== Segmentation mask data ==
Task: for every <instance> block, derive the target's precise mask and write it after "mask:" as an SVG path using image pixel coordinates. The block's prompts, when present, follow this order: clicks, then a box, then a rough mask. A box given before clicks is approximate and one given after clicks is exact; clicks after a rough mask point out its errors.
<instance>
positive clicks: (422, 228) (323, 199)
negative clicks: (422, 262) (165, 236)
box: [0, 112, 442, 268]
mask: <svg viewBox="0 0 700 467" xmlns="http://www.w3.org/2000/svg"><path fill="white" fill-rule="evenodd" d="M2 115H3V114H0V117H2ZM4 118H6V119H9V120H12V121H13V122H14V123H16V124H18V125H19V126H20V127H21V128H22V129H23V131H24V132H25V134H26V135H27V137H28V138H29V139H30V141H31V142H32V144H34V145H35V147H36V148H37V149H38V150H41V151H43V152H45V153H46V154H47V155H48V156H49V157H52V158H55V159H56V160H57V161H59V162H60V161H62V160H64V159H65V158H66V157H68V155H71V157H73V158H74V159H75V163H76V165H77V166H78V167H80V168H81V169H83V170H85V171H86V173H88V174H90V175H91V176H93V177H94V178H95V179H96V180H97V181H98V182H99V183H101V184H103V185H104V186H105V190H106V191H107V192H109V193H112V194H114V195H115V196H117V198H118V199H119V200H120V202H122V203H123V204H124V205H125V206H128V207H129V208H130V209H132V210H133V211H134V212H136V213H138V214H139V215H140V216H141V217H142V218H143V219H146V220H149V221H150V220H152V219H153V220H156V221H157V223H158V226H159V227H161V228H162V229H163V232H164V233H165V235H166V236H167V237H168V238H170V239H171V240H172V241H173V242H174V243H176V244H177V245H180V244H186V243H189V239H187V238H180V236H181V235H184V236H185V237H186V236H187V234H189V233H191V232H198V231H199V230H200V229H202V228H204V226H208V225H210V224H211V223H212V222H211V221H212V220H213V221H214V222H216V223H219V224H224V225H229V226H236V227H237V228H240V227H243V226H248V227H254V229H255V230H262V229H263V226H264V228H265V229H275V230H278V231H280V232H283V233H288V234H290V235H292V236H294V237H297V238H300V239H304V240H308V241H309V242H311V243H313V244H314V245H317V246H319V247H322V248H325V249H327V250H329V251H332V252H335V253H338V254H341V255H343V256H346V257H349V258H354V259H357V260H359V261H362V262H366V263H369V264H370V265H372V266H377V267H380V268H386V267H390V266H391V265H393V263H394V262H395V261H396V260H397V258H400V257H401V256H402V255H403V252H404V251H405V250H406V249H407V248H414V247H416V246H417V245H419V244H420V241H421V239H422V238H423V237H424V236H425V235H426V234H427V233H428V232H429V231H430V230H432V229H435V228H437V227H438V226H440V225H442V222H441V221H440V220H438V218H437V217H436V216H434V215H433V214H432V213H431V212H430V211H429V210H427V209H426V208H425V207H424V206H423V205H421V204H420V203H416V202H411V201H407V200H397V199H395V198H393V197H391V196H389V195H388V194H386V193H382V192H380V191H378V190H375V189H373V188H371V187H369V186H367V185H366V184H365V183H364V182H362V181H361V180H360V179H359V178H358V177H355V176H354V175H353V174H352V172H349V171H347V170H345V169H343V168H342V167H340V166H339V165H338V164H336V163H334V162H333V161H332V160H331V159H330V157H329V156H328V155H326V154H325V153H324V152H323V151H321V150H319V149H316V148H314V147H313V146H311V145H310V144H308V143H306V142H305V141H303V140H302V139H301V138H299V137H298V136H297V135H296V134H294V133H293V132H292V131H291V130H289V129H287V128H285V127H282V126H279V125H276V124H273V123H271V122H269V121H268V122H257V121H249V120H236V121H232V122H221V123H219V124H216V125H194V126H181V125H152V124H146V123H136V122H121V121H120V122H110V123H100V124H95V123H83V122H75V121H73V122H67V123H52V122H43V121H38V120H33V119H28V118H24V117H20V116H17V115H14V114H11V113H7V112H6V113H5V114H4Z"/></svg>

== WHAT NEEDS TO BE DONE ==
In your answer, include only the lines above starting at the line that holds "positive clicks: (422, 228) (323, 199)" and ending at the line that holds "negative clicks: (422, 262) (165, 236)", copied exactly.

== WORKED SOLUTION ==
positive clicks: (422, 228) (323, 199)
negative clicks: (422, 262) (165, 236)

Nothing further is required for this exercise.